## Bloc de texte
┄┄┄┄┄┄┄┄┄┄┄┄┄┄┄┄┄┄┄┄
C’est le début de l’après-midi et après s’être plusieurs
fois passés l’un l’autre, ils décident de s’unir et
de courir ensemble. Taïbit, Marla, Grand Ilet, Roche
Ecrite, Gîte des Chicots, Colorado ... Autant de noms
vides de sens il y a seulement deux jours, désormais
associés à des images et des encouragements qu’ils n’oublieront
jamais. Celles des bénévoles qui vont passer deux nuits
froides et folles à distribuer soupe et réconfort. Ils
passeront dix heures ensemble, foulée dans foulée, tantôt
devant tantôt derrière, tout le temps de se découvrir
à coups de brefs échanges. Exhertier a déjà abandonné
le Grand Raid à deux reprises et, il y a deux ans, à
seulement 15 km du but ! Alors l’angoisse ne le quitte
pas. Escots va mieux mais se refuse à partir seul. Ils
finiront 9ème ex-aequo en 19h 08, laissant l’honorifique
place de premier métro à Dominique Bergar, 5ème et 30
mn devant.
A l’heure d’analyser les temps de
passage, ils se demandent comment il est humainement
possible de prendre encore 45 mn supplémentaires dans
la vue sur les 25 derniers km qu’ils ont dévalé en prenant
tous les risques. Les meilleurs Réunionnais sont descendus,
eux, comme des cabris, suivant l’expression consacrée.
La comparaison est facile .... , reste que la technique
relève de l’acrobatie.
Cette course est sans pitié, même
pour les meilleurs, même pour ceux habités par
une certaine démence, celle-là par exemple qui conduit
à tourner e rond pendant deux tours d’horloge. Christiane
Lecerf et Max Granier sont en équipe de France des 24
heures, « en vacances » à la Réunion, histoire de tester
cette course dont on parle tant et tellement à l’opposé
de leur discipline de prédilection avide de dénivelé
zéro. Sous les tentes du Stade de la Redoute, Max s’endort
dans son assiette de cari poulet à côté de Christiane
qui geint, broyée par le poids de la Roche Ecrite. Elle
l’a rebaptisée » Roche Désirée ». Trois petits kilomètres,
1025 m de dénivelé (!), un pan de mur trop bien
caché sous la végétation. Ils se classeront tous les
deux entre 32 et 33 heures, le même temps qu’un bon
randonneur régulier. Quand la montagne s’amuse et se
joue des chronos ...
┄┄┄┄┄┄┄┄┄┄┄┄┄┄┄┄┄┄┄┄
## Données extraites
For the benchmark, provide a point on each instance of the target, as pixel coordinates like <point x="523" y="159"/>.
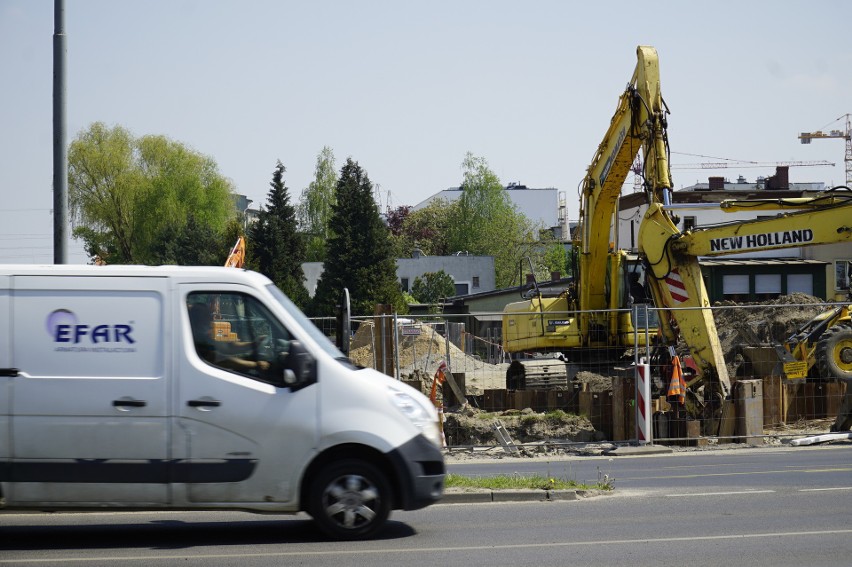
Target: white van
<point x="132" y="387"/>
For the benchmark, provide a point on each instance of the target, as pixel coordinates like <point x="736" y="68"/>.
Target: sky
<point x="407" y="88"/>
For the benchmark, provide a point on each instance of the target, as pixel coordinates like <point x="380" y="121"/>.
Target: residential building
<point x="542" y="206"/>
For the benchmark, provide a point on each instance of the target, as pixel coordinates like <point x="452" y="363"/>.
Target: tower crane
<point x="806" y="138"/>
<point x="748" y="164"/>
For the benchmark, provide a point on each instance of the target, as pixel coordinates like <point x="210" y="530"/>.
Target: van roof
<point x="216" y="273"/>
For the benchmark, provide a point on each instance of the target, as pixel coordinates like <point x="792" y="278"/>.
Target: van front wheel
<point x="350" y="499"/>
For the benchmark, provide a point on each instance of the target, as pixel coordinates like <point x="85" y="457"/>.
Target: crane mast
<point x="806" y="138"/>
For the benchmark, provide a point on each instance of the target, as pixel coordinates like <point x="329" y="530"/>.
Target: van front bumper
<point x="420" y="469"/>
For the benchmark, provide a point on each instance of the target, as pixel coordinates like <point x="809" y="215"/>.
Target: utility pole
<point x="60" y="151"/>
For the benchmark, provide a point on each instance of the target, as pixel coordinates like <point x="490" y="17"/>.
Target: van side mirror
<point x="300" y="368"/>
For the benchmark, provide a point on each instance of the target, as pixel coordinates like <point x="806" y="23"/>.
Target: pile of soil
<point x="475" y="427"/>
<point x="767" y="323"/>
<point x="420" y="355"/>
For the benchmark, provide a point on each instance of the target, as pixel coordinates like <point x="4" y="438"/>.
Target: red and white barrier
<point x="643" y="402"/>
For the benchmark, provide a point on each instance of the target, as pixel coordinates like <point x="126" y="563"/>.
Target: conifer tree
<point x="275" y="249"/>
<point x="359" y="252"/>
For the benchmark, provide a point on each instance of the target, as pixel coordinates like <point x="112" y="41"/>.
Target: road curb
<point x="641" y="450"/>
<point x="530" y="495"/>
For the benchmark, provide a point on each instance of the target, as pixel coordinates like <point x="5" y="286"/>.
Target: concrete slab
<point x="640" y="450"/>
<point x="530" y="495"/>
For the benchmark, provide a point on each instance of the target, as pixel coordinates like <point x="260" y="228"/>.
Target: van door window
<point x="235" y="332"/>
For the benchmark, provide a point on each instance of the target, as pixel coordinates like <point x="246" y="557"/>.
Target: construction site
<point x="587" y="402"/>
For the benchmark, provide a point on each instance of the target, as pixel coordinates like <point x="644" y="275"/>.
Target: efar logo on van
<point x="64" y="327"/>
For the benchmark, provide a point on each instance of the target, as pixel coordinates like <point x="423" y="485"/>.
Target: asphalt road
<point x="698" y="509"/>
<point x="745" y="468"/>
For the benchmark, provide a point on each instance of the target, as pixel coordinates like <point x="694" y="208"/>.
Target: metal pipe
<point x="60" y="150"/>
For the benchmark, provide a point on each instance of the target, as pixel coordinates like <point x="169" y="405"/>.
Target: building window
<point x="800" y="283"/>
<point x="767" y="286"/>
<point x="842" y="274"/>
<point x="735" y="287"/>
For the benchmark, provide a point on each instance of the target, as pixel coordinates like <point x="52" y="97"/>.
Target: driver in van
<point x="218" y="353"/>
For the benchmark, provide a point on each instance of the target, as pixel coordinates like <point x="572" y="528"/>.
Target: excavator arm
<point x="639" y="123"/>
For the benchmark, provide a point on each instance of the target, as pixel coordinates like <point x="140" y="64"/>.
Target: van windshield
<point x="307" y="324"/>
┄┄┄┄┄┄┄┄┄┄┄┄┄┄┄┄┄┄┄┄
## Objectif
Répondez à ces questions d'après le texte sur le Grand Raid :
1. À combien de kilomètres du but Exhertier a-t-il abandonné il y a deux ans ?
2. En quel temps Exhertier et Escots terminent-ils la course ?
3. Quel nouveau nom Christiane donne-t-elle à la Roche Ecrite ?
Appuyez-vous uniquement sur le texte sur le Grand Raid.

## Résultat
1. Il a abandonné à seulement 15 km du but.
2. Ils terminent en 19h 08, 9ème ex-aequo.
3. Elle l'a rebaptisée « Roche Désirée ».